[Stored dataset items]
────────────────────

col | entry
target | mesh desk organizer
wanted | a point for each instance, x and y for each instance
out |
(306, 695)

────────────────────

__Task details__: All entries are to be copied exactly as they read.

__Response to the task__:
col | entry
target | mesh desk organizer
wanted | a point for each instance, x and y for each instance
out |
(306, 695)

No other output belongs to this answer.